So... do the people who blog about work use real names? I have in the past blogged about work; but always used code names and blocked works IP range. I always figured if they wanted to fire me over that, they couldn't say I was defaming the company or some such nonsense. Assuming they even found the site.
posted by [insert clever name here] at 8:25 PM on September 24, 2005

Just so you know he said he was in Sales Support, i.e. Customer Service (one of the many names you hear it called).

I think that's a lower ring of hell than Tech Support. I've done both.

I'll also give an amen to him that generally Canadian customers are 10,000 times more civil, realistic, polite and human than those from the US.
posted by jcking77 at 8:54 PM on September 24, 2005

I was all set to hate this guy, but the bit was kinda funny.

Okay, he didn't say he was fired for blogging, he said he was fired for his poem, in which he claimed he left someone on hold for a while, and that Americans are rude.

What is it with poetic tech supporters? ernie cline was in tech support as well.
● ● ● ● ●
**JOBS**
A) List every adjective the comment thread on work blogging uses to describe Canadian customers.
B) Resume the comment thread on work blogging after its final sentence, keeping its tone and subject.
The lines that follow are unrelated to the comment thread on work blogging.

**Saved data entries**
● ● ● ● ●
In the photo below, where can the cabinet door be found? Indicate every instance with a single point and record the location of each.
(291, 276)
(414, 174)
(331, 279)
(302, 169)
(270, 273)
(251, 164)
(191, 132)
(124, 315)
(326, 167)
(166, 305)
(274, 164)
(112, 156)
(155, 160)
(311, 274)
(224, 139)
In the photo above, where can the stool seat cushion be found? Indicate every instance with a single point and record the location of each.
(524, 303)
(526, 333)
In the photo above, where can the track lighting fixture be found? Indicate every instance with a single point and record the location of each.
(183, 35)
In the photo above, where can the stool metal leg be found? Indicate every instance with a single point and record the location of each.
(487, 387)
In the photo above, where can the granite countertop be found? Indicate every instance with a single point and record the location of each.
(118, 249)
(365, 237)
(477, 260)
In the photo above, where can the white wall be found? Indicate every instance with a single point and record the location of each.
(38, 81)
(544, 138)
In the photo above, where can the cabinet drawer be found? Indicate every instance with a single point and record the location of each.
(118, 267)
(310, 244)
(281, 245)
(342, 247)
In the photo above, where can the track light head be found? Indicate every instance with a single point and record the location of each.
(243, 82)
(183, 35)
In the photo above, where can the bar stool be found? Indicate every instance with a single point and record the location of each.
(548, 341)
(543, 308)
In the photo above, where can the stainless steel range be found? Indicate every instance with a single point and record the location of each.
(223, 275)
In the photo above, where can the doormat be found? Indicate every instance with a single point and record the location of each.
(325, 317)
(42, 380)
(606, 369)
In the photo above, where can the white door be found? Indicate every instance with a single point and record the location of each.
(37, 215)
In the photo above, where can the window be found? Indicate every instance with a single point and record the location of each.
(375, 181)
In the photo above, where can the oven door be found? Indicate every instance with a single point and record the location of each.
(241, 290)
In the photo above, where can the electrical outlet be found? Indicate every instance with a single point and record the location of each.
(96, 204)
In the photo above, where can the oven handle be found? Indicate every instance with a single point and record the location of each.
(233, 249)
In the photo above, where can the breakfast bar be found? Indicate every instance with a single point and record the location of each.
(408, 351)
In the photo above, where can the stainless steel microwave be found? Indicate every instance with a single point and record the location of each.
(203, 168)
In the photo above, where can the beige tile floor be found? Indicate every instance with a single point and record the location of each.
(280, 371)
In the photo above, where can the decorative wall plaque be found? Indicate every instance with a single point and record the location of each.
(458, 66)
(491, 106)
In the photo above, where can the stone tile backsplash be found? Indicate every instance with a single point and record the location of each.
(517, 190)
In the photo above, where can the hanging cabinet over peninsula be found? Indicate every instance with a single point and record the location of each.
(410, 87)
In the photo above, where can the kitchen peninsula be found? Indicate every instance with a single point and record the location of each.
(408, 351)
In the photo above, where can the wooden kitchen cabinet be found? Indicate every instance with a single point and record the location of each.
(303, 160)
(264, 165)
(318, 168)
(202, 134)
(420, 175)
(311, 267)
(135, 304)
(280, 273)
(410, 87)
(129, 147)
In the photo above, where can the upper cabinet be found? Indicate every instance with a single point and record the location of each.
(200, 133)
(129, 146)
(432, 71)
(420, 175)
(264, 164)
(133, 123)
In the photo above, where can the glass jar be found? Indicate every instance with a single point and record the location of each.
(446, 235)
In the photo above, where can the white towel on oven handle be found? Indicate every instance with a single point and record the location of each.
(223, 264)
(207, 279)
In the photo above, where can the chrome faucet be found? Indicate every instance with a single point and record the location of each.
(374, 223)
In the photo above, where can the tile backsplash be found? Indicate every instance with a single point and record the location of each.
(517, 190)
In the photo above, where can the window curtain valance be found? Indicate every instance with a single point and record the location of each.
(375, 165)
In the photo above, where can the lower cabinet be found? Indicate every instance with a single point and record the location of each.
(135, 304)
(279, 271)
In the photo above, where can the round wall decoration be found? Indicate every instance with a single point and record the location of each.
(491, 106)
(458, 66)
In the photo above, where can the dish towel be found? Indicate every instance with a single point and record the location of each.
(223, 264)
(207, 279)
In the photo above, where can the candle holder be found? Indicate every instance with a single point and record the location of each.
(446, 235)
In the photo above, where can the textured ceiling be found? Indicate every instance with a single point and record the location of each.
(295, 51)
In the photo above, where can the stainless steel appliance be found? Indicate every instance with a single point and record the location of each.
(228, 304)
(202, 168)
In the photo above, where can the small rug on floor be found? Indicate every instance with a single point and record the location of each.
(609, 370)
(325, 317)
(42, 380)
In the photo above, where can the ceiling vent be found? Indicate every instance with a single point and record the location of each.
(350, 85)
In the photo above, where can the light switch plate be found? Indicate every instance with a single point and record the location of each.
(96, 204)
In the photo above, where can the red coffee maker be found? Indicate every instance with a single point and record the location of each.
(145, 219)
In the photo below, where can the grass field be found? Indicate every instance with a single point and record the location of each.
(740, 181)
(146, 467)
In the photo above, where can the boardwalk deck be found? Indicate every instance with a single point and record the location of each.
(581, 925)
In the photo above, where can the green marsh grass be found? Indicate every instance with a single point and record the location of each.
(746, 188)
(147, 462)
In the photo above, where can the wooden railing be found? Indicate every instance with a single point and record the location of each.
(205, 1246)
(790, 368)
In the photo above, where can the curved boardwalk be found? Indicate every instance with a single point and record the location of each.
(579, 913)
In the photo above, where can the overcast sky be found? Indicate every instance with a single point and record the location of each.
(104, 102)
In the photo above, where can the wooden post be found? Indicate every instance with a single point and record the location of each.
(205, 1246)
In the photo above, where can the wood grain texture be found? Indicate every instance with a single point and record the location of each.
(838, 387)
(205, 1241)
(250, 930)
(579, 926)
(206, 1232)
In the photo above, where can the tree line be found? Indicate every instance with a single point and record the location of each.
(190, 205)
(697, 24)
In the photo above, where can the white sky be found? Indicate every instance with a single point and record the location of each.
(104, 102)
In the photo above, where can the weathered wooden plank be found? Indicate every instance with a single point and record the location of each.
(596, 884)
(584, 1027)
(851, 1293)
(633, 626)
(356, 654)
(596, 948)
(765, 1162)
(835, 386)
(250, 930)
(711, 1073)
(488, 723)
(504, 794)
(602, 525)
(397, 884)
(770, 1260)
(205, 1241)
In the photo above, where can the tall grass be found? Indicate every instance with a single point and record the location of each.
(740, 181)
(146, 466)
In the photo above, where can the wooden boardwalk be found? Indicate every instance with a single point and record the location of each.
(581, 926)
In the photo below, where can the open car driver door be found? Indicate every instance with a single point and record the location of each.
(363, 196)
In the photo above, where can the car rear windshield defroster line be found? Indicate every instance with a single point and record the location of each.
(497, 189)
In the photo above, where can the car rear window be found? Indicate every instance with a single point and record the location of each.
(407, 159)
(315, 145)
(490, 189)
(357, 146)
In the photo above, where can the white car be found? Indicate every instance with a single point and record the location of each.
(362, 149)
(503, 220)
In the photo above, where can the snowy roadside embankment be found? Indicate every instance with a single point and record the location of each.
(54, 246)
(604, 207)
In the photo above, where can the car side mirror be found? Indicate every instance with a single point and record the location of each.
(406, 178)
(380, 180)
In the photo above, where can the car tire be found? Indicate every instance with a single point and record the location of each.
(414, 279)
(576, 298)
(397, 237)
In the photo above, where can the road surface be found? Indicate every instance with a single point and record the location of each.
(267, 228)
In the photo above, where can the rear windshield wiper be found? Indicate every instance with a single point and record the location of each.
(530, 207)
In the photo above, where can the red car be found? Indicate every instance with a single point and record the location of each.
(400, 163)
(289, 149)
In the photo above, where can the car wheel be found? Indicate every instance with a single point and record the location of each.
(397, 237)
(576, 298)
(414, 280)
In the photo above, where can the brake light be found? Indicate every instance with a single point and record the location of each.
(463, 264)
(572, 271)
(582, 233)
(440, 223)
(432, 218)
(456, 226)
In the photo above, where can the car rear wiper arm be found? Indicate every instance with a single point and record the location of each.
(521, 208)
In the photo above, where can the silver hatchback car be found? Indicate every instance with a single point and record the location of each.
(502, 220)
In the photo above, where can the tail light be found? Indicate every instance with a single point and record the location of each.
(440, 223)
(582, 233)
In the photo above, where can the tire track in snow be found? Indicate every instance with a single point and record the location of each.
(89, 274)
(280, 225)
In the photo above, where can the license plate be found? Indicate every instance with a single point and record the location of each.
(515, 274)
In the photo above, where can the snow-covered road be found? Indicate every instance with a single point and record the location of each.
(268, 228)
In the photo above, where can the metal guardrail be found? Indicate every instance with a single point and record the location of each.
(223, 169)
● ● ● ● ●
**OUTPUTS**
A) civil, realistic, polite, human

B)
posted by delmoi at 9:47 PM on September 24, 2005

Stupid is as stupid does.
posted by HTuttle at 10:07 PM on September 24, 2005

this guy was fucking funny. I most often hate slam poetry. But this was pretty damn good and did capture the whole carrot rope of dreaming of some other life while trodding along to pay the bills in the meantime. I work in a call center and despite what some of the posters above may posit, it's not because I lack the rugged individualistic nature required to succeed in our society.

My job is actually one of the better ones I have ever had, but its still a job and having a job still sucks some times. That's one of the reasons why this guy was funny, cause he was a good pressure valve; did you hear the laughing, those were Apple employees. They were laughing because it was funny and they could relate.

It's a shame that some manager type couldn't take a joke, or actually didn't get a joke. But thats the problem with hierarchy, the scum also rises. Unfortunately, we are all too dumb and unempathic to coexist peacefully, let alone in consensus. So yeah.. bring on the hierarchy, but jesus, let's all laugh about it every once and a while.
posted by bluevelvetelvis at 10:20 PM on September 24, 2005

Big Poppa E is pretty good. He has poetry slam MP3s on his site (find 'em yourself, because he has a pay-if-you-like policy I won't link directly). One of the best is the "Harry Potter Emo Love Song", but I like "Jesus in the Mosh Pit".

I discovered him through Last.fm, where he was -- for reasons I have yet to discern -- the "most similar" artist to The Blue Up?, a personal favorite.

Me, I tried slamming back in the 80s and it didn't suit me.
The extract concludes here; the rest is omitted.